■ **Work to be completed**: Transcribe all the records with complete accuracy.

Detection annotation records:
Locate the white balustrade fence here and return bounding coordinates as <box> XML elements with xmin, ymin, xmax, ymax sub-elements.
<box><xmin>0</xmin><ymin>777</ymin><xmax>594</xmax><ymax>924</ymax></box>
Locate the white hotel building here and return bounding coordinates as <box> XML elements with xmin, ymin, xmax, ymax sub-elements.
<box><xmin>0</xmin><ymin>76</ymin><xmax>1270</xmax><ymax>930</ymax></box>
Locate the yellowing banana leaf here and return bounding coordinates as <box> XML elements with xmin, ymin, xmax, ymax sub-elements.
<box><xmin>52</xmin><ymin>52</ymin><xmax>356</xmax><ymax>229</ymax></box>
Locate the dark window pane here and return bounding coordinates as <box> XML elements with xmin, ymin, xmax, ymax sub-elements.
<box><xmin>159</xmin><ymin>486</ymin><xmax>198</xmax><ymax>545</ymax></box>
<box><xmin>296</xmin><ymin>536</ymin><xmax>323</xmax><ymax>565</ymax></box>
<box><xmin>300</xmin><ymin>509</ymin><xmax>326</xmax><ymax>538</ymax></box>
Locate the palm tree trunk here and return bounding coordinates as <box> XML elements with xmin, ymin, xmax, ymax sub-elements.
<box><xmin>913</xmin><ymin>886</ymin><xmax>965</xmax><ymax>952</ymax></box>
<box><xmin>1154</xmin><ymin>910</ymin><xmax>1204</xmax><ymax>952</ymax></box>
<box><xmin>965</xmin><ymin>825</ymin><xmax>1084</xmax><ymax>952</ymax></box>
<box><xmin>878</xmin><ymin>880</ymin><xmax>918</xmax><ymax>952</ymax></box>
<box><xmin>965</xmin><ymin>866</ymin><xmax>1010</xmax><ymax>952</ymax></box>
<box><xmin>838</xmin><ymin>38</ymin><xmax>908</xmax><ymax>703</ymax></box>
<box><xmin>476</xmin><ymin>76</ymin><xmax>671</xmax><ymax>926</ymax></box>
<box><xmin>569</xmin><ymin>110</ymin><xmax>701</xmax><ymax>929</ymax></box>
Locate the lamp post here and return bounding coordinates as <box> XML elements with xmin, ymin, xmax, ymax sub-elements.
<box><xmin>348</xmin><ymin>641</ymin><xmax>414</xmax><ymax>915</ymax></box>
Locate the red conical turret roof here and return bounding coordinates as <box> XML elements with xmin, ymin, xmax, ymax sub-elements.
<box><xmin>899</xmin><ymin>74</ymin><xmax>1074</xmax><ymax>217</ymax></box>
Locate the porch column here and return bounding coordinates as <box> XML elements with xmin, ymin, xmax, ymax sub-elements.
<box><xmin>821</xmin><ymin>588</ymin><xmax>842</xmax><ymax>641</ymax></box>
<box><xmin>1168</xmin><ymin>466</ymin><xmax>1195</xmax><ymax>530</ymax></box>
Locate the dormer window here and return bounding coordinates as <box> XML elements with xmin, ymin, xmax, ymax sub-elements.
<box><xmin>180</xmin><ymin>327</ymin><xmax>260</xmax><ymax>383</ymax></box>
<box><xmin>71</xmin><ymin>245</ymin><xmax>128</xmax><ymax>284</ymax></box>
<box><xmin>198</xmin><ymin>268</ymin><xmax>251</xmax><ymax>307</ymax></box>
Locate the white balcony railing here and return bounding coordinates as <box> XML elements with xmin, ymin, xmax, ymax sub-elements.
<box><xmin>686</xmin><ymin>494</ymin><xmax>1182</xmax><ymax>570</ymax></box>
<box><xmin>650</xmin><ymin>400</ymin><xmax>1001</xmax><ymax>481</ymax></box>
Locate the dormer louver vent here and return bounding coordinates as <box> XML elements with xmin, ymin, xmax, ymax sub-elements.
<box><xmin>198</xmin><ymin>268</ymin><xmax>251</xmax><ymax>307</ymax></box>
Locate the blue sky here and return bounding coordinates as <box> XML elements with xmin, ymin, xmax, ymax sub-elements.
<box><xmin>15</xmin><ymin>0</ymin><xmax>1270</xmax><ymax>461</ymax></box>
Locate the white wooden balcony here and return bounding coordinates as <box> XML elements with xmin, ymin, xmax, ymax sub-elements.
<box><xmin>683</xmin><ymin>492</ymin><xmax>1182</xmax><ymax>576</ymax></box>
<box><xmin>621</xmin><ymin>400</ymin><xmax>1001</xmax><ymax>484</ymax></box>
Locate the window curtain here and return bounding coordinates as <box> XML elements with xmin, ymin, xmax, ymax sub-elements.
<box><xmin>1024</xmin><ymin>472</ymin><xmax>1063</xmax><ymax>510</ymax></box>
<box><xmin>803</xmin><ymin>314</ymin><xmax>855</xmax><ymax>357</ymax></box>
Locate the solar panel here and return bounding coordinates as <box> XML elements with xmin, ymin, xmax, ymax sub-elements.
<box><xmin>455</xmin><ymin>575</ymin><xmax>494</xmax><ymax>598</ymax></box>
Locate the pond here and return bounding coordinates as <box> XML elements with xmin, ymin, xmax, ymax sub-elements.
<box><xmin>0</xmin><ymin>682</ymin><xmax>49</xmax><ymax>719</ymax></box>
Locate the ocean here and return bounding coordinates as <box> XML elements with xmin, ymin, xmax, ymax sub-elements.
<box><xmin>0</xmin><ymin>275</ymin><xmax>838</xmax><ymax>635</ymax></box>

■ **Answer**:
Locate the white balustrade fence here and return bounding coordinates as <box> XML elements with xmin, ymin, xmax, ymax sub-elements.
<box><xmin>0</xmin><ymin>777</ymin><xmax>594</xmax><ymax>924</ymax></box>
Locate the white hotel building here and return bounding coordinates as <box> XML elements with xmin, ymin, xmax, ymax sub-elements.
<box><xmin>0</xmin><ymin>76</ymin><xmax>1270</xmax><ymax>930</ymax></box>
Locate the yellowing banana leaf here and return bounding coordinates as <box> XML elements with xmin, ymin, xmax, ymax sub-elements.
<box><xmin>52</xmin><ymin>52</ymin><xmax>356</xmax><ymax>229</ymax></box>
Locate the dark window pane here and return bounding coordinates as <box> XML elements with xmin, ymin, xmax, ymax sub-elements.
<box><xmin>159</xmin><ymin>486</ymin><xmax>198</xmax><ymax>545</ymax></box>
<box><xmin>296</xmin><ymin>536</ymin><xmax>323</xmax><ymax>565</ymax></box>
<box><xmin>300</xmin><ymin>509</ymin><xmax>326</xmax><ymax>538</ymax></box>
Locate the palm tree trunk here and return bounding coordinates as <box> XML elements with xmin, ymin, xmax, ymax sub-elements.
<box><xmin>913</xmin><ymin>886</ymin><xmax>965</xmax><ymax>952</ymax></box>
<box><xmin>1154</xmin><ymin>910</ymin><xmax>1204</xmax><ymax>952</ymax></box>
<box><xmin>965</xmin><ymin>825</ymin><xmax>1084</xmax><ymax>952</ymax></box>
<box><xmin>878</xmin><ymin>880</ymin><xmax>918</xmax><ymax>952</ymax></box>
<box><xmin>965</xmin><ymin>866</ymin><xmax>1010</xmax><ymax>952</ymax></box>
<box><xmin>838</xmin><ymin>38</ymin><xmax>908</xmax><ymax>703</ymax></box>
<box><xmin>476</xmin><ymin>76</ymin><xmax>671</xmax><ymax>926</ymax></box>
<box><xmin>569</xmin><ymin>110</ymin><xmax>701</xmax><ymax>929</ymax></box>
Locate the lamp post here and return bounding coordinates as <box> XML elements with xmin, ymin, xmax, ymax sub-elements.
<box><xmin>348</xmin><ymin>641</ymin><xmax>414</xmax><ymax>915</ymax></box>
Locate the red conical turret roof here and return bounding coordinates as <box> XML elements with xmin, ymin, xmax, ymax sub-elements.
<box><xmin>899</xmin><ymin>74</ymin><xmax>1074</xmax><ymax>217</ymax></box>
Locate the porch column here and return bounding coordinates as <box> XML elements with xmin, ymin, xmax, ymax sub-elements.
<box><xmin>821</xmin><ymin>588</ymin><xmax>842</xmax><ymax>641</ymax></box>
<box><xmin>1168</xmin><ymin>466</ymin><xmax>1195</xmax><ymax>530</ymax></box>
Locate the dormer window here and return bounding coordinates as <box> XML elements with xmin, ymin, xmax, ymax sub-elements.
<box><xmin>180</xmin><ymin>327</ymin><xmax>260</xmax><ymax>383</ymax></box>
<box><xmin>71</xmin><ymin>245</ymin><xmax>128</xmax><ymax>284</ymax></box>
<box><xmin>198</xmin><ymin>268</ymin><xmax>251</xmax><ymax>307</ymax></box>
Locate the white balcony railing here and return bounding coordinates as <box> XML elements with xmin, ymin, xmax, ymax sub-elements.
<box><xmin>686</xmin><ymin>494</ymin><xmax>1182</xmax><ymax>570</ymax></box>
<box><xmin>650</xmin><ymin>400</ymin><xmax>1001</xmax><ymax>481</ymax></box>
Locate the dormer louver vent here and return bounding coordinates as <box> XML elements with xmin, ymin, xmax, ymax sub-elements.
<box><xmin>198</xmin><ymin>268</ymin><xmax>251</xmax><ymax>307</ymax></box>
Locate the blue sky here and return bounding coordinates as <box> XML elements with xmin, ymin, xmax, ymax sub-elements.
<box><xmin>15</xmin><ymin>0</ymin><xmax>1270</xmax><ymax>461</ymax></box>
Locate the white wooden balcony here and return bounding coordinates as <box> XML elements with xmin, ymin, xmax, ymax sub-elements.
<box><xmin>683</xmin><ymin>492</ymin><xmax>1182</xmax><ymax>576</ymax></box>
<box><xmin>621</xmin><ymin>400</ymin><xmax>1001</xmax><ymax>484</ymax></box>
Locate the window curtain here and return bounding coordinates as <box> XML elements with xmin, ymin, xmax, ymax sub-elements.
<box><xmin>1024</xmin><ymin>472</ymin><xmax>1063</xmax><ymax>510</ymax></box>
<box><xmin>803</xmin><ymin>314</ymin><xmax>855</xmax><ymax>357</ymax></box>
Locate the solar panel here and return bounding coordinates as <box> XML elements with xmin, ymin, xmax, ymax sub-elements.
<box><xmin>455</xmin><ymin>575</ymin><xmax>494</xmax><ymax>598</ymax></box>
Locate the pond here and return bounding coordinates as <box> XML elements with xmin, ymin, xmax, ymax sub-elements.
<box><xmin>0</xmin><ymin>682</ymin><xmax>49</xmax><ymax>719</ymax></box>
Locate the ocean here and return bounding coordinates as <box> XML elements with xmin, ymin, xmax, ymax sub-elements.
<box><xmin>0</xmin><ymin>275</ymin><xmax>838</xmax><ymax>635</ymax></box>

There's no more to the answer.